» Task goal
Transcribe exactly everything in the data below from the line containing "snout, writing one line per instance." down to the line containing "The component shall locate one point per instance of the blurred", both lines included and nothing further.

------------------------------------

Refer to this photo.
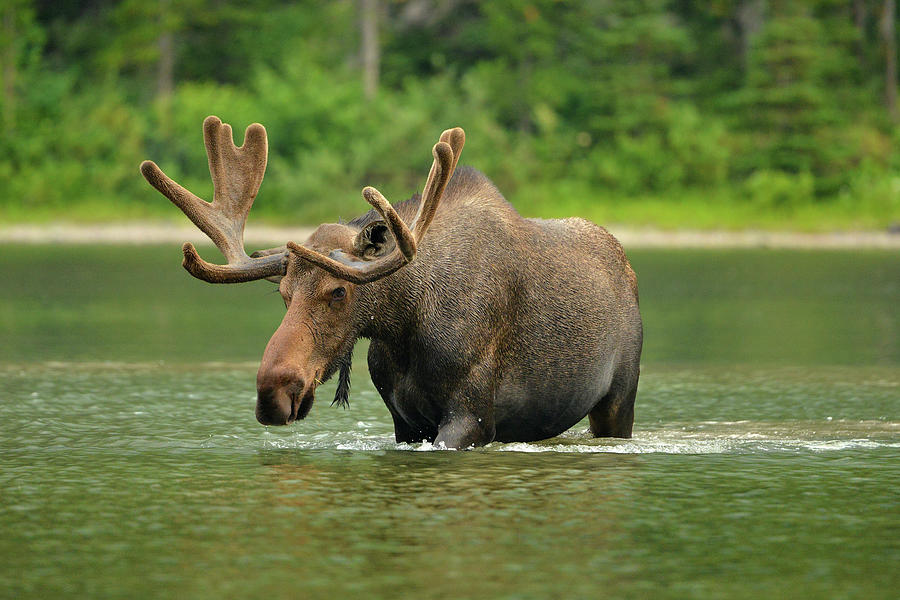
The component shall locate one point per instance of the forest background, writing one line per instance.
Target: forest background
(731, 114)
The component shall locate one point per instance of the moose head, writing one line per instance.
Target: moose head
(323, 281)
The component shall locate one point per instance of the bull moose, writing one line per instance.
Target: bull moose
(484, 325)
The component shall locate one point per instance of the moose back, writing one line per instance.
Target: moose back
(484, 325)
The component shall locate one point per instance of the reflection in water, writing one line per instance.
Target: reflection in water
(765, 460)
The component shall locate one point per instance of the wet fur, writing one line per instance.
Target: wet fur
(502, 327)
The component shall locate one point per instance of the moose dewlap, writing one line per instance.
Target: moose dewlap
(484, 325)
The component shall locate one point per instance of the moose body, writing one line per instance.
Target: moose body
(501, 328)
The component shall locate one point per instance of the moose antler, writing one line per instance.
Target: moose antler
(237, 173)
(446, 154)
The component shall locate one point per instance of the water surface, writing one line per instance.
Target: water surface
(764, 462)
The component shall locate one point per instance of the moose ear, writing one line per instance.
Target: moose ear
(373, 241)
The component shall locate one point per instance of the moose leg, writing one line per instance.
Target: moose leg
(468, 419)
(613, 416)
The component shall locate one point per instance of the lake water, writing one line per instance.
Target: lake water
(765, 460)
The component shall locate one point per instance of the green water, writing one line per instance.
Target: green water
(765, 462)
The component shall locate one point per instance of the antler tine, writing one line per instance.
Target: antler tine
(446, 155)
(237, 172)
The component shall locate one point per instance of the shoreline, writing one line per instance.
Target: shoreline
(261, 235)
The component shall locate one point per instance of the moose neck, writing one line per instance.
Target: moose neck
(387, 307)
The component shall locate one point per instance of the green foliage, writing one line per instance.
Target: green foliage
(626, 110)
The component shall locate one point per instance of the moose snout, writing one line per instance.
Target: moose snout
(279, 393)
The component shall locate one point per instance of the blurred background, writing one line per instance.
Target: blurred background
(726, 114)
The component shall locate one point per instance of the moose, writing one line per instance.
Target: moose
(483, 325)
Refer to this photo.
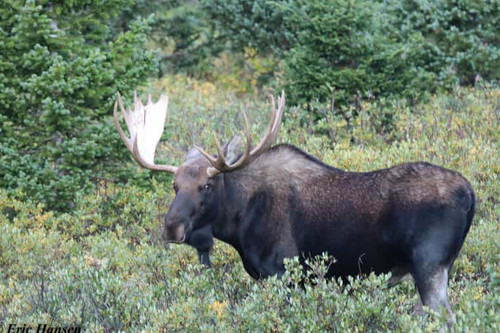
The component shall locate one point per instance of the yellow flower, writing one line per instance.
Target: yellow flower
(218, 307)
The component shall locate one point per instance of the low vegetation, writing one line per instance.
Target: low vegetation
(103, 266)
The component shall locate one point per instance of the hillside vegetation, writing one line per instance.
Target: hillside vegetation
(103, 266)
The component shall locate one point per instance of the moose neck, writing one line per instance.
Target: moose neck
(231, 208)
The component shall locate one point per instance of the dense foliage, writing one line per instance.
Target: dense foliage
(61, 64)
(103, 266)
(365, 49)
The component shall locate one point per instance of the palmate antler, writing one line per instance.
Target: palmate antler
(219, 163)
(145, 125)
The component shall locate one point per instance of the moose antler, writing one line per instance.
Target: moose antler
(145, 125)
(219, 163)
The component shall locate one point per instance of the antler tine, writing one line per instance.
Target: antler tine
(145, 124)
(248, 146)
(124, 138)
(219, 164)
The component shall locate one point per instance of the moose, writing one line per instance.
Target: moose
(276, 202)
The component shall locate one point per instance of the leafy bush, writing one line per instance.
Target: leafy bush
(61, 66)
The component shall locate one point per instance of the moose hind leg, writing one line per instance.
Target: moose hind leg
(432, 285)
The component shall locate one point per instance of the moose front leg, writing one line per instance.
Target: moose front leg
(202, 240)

------------------------------------

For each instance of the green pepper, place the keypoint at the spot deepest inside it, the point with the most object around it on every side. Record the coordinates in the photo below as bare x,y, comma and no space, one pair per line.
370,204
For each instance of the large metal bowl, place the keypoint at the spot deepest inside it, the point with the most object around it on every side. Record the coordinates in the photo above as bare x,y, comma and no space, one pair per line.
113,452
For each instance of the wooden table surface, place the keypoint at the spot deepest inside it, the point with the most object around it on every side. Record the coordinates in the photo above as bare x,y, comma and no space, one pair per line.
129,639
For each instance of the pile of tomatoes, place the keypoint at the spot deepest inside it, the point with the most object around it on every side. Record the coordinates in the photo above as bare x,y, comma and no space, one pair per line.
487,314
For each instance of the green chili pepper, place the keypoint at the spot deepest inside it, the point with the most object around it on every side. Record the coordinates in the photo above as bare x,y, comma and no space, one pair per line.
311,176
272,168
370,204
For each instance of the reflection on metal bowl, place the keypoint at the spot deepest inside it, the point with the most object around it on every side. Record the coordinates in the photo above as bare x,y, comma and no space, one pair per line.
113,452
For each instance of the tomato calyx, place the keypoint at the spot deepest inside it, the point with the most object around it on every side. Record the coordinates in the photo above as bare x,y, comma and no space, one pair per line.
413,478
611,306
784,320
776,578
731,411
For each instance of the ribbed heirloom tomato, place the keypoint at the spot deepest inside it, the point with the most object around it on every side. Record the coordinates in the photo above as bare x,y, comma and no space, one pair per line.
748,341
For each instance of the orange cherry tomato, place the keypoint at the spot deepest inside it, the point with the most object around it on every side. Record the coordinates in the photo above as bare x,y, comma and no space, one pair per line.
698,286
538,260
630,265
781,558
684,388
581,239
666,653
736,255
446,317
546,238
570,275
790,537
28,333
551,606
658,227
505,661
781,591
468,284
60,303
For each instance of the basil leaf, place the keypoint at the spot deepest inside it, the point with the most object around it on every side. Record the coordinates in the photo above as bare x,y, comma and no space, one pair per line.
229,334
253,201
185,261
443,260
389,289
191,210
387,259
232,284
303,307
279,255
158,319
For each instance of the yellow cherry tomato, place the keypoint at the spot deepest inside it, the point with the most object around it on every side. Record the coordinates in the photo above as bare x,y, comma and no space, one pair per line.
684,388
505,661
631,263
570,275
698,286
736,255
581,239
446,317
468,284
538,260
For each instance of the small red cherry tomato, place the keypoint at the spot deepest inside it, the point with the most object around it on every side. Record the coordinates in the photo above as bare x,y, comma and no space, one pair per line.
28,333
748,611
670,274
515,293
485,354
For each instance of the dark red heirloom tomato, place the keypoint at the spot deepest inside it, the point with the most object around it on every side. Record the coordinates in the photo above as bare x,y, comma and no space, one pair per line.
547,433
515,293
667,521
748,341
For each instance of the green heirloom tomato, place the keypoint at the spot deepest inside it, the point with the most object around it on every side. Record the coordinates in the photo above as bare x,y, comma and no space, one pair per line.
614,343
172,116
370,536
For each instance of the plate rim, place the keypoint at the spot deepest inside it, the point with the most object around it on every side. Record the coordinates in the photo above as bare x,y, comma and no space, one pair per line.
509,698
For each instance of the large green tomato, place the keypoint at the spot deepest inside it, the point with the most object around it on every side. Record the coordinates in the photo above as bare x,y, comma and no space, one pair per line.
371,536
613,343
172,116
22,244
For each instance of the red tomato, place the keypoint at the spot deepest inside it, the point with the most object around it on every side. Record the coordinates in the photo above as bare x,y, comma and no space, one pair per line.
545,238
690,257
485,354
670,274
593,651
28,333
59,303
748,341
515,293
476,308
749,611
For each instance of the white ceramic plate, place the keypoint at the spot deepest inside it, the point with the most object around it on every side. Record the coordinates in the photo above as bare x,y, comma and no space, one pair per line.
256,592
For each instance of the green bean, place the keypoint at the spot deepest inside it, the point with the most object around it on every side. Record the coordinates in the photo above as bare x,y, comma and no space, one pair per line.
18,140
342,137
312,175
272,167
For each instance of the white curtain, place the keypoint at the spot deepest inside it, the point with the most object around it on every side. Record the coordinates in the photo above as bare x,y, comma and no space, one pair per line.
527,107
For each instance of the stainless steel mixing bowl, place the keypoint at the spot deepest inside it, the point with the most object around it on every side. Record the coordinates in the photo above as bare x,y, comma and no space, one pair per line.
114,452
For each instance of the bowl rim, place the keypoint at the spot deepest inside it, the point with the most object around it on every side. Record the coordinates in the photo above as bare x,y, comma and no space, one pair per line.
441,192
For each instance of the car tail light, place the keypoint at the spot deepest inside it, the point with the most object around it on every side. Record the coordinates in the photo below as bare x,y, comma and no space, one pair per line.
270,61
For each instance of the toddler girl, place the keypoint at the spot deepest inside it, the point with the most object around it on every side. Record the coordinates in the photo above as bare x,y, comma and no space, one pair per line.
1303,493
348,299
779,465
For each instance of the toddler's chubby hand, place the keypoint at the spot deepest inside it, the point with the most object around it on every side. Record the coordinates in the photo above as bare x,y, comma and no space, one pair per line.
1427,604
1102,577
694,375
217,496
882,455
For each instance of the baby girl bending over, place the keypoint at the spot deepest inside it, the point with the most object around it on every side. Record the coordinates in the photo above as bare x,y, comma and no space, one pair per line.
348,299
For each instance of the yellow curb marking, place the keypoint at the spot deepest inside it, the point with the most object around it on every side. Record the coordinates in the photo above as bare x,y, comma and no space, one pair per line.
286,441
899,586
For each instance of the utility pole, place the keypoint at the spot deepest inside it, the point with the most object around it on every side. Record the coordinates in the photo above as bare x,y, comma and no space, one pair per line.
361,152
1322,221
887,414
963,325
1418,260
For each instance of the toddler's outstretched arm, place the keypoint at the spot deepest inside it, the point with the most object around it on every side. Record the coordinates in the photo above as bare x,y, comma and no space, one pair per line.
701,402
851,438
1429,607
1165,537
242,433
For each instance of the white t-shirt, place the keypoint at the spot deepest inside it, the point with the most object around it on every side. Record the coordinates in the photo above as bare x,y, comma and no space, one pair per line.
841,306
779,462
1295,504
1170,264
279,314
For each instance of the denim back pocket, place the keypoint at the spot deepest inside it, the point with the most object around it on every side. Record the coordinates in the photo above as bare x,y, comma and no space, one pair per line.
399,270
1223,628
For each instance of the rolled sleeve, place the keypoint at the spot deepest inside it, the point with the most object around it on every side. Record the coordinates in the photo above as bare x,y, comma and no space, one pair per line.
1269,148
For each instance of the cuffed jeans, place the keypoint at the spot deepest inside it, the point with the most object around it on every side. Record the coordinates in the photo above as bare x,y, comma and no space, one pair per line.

------------------------------------

» Response to the exercise
The component shall locate one point per instance of the moose snout, writing one line per instance.
Target: moose snout
(279, 393)
The component shall locate one point per instance of the blurred background, writing one line per instance.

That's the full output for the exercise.